_Coordinate annotation records_.
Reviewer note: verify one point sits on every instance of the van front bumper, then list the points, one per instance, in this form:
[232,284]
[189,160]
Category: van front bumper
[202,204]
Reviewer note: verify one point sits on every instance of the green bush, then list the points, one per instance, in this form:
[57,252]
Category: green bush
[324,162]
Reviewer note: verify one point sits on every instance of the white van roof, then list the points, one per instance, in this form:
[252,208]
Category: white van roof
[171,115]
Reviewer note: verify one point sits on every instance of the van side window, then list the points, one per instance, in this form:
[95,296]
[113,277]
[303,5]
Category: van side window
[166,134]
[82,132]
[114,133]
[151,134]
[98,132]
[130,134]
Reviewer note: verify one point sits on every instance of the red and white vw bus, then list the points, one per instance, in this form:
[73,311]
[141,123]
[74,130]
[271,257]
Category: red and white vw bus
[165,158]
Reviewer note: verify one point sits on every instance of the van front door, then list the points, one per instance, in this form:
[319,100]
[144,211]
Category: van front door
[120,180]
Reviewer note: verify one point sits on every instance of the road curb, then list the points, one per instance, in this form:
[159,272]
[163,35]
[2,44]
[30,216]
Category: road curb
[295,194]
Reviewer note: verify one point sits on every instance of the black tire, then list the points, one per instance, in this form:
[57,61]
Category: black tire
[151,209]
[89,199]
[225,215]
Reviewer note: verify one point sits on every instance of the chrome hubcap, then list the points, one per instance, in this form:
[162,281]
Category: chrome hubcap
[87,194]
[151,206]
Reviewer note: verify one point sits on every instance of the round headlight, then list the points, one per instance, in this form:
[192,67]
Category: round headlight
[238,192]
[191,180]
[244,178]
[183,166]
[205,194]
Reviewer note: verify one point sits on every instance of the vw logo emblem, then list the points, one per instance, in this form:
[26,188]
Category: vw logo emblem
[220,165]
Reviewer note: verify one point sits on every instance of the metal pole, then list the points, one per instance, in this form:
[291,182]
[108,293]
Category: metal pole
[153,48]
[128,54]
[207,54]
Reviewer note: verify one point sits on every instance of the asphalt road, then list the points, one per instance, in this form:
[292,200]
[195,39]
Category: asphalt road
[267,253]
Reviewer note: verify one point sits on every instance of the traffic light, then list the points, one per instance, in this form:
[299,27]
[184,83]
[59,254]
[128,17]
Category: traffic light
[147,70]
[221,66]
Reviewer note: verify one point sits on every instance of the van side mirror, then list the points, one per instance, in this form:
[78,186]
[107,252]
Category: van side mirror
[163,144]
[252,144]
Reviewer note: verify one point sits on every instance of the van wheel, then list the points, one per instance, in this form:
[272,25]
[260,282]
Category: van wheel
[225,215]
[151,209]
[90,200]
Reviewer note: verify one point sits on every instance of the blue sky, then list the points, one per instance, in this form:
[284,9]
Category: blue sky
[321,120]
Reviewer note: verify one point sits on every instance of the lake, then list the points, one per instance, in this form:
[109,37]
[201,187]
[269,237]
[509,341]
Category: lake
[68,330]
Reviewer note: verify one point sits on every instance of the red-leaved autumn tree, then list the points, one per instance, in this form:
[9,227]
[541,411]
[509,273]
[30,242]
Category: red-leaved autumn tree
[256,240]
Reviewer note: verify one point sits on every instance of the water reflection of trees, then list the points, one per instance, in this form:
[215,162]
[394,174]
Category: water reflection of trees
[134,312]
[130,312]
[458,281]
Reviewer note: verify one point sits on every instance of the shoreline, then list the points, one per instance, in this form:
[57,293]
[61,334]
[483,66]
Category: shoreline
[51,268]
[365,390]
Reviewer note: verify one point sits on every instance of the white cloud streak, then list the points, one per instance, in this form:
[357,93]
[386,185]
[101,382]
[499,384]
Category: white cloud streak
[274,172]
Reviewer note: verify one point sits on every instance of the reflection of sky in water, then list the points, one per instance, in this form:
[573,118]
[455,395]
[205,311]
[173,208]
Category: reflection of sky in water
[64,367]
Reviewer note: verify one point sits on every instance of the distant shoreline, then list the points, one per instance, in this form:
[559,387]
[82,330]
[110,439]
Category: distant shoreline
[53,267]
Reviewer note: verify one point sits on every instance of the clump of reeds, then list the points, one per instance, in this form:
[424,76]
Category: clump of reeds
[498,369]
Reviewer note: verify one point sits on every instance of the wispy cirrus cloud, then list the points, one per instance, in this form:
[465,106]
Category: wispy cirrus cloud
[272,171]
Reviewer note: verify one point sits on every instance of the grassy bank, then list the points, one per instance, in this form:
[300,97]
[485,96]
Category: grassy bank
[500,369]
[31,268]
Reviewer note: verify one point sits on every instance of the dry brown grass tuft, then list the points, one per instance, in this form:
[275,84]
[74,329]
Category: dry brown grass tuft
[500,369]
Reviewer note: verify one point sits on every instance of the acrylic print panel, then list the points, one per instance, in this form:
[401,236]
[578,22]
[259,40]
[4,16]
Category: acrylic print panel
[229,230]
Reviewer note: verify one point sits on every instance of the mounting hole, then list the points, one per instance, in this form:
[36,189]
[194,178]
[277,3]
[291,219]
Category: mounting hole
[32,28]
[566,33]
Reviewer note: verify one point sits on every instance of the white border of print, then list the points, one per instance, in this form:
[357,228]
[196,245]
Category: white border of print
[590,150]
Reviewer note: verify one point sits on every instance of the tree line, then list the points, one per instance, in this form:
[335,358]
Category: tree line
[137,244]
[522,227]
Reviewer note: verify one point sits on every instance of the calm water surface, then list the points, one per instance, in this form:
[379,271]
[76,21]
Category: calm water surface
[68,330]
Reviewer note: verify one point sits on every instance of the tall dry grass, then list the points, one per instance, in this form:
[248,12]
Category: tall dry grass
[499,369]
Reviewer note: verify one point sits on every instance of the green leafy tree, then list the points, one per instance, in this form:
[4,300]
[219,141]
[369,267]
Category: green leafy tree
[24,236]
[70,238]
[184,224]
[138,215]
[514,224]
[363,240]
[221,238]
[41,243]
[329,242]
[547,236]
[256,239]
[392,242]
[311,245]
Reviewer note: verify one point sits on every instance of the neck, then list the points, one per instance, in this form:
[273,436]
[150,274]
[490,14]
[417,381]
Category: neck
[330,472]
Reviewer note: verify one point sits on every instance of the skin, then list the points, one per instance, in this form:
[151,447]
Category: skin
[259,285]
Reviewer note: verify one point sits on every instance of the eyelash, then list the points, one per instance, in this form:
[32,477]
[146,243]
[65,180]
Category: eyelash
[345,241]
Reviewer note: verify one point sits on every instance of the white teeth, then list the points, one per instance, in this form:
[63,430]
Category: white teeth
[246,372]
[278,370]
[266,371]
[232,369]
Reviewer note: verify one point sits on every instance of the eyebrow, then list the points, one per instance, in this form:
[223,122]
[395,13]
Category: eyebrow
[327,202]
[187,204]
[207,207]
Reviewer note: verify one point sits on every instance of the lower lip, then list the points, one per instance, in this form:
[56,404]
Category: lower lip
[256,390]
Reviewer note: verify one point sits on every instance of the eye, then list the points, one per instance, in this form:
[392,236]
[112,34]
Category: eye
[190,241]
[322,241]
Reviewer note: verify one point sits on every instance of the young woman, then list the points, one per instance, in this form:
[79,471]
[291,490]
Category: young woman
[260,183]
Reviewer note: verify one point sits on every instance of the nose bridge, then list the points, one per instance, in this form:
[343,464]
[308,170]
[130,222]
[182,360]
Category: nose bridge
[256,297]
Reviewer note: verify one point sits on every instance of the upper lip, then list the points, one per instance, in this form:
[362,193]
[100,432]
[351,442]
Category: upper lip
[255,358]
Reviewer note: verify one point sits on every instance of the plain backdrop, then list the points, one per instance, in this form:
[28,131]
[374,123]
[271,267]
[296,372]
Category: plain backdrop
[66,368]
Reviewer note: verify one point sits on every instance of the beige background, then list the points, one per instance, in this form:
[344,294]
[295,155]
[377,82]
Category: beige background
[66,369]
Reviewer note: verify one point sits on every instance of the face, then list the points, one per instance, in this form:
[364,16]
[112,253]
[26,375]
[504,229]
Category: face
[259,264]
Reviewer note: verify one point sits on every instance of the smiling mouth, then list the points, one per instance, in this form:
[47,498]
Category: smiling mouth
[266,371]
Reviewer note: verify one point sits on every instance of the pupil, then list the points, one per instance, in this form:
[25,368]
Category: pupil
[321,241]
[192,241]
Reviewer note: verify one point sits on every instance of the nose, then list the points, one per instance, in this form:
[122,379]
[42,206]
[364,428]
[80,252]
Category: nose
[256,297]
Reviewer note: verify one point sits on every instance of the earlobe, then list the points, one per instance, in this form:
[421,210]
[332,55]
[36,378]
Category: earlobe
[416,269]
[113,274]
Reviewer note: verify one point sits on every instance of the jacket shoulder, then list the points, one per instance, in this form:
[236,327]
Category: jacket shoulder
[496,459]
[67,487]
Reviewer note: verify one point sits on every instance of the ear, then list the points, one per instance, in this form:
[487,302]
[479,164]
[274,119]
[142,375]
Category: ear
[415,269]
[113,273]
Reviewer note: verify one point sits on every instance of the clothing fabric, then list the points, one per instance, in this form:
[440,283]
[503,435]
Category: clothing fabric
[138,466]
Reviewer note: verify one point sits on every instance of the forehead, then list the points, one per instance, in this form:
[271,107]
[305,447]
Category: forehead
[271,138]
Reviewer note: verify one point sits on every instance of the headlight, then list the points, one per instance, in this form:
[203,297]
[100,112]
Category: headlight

_DIRECTIVE_. Could you quote, exactly as they appear, the line containing "of the jacket" and every line after it to the end of the records above?

_RESPONSE TO THE EXERCISE_.
Reviewer note: verify one point sits on every instance of the jacket shoulder, then list the points, one per instance, in this form:
[236,327]
Category: jacket shoulder
[496,459]
[67,487]
Reviewer note: verify one point sits on every instance of the ear, then list the points, one per instance, in this form:
[487,302]
[479,164]
[274,119]
[142,375]
Category: ear
[415,269]
[113,273]
Reviewer note: verify one point sits on every instance of the clothing fabric, then list the points, one per instance, in this form:
[440,283]
[503,435]
Category: clothing fabric
[138,466]
Reviewer note: verify one point sits on every instance of the forehead, then list the points, one per instance, in this form:
[271,107]
[305,447]
Category: forehead
[271,138]
Reviewer note: verify one point sits on every instance of the headlight, then list the points, one per instance, in this form:
[203,297]
[100,112]
Category: headlight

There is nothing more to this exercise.